WORK TO BE COMPLETED => Which lines of the entries hold the string "task"? Copy each one.

═════ DATA TO EXAMINE

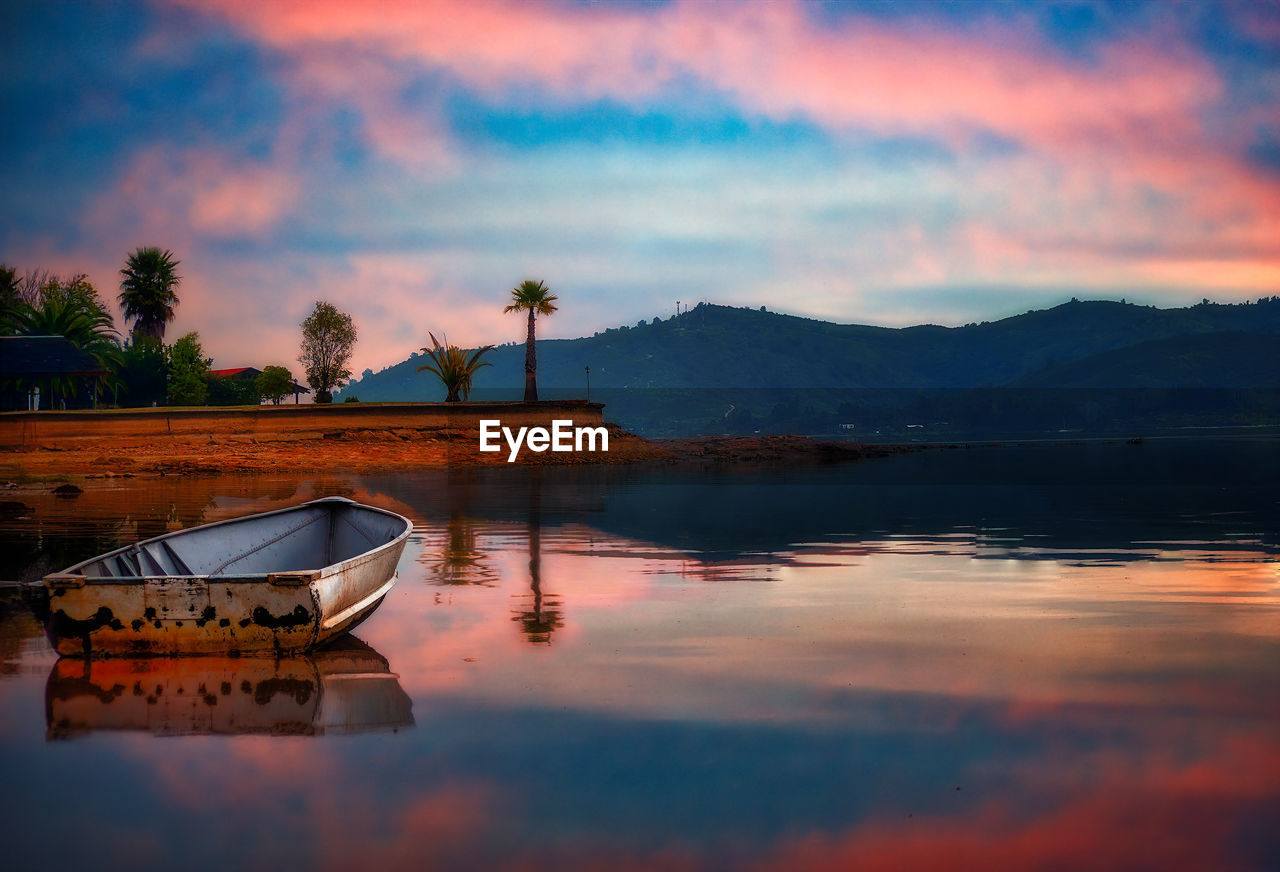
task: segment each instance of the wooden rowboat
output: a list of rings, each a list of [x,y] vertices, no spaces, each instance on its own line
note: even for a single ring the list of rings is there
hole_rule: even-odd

══════════
═════ DATA TO EXAMINE

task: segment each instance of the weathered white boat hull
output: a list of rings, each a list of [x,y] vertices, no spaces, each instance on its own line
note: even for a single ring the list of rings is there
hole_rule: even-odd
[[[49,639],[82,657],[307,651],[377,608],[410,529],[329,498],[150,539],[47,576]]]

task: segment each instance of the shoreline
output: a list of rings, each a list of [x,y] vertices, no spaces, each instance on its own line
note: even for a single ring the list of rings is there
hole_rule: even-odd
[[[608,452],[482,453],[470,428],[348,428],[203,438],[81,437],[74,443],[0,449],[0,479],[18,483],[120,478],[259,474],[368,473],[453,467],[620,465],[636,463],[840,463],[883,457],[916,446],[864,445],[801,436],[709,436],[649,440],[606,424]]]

══════════

EXERCISE SOLUTION =>
task: segment each instance of the wooden rowboat
task: segment each instance of the weathered white boat hull
task: segment each instance of the shoreline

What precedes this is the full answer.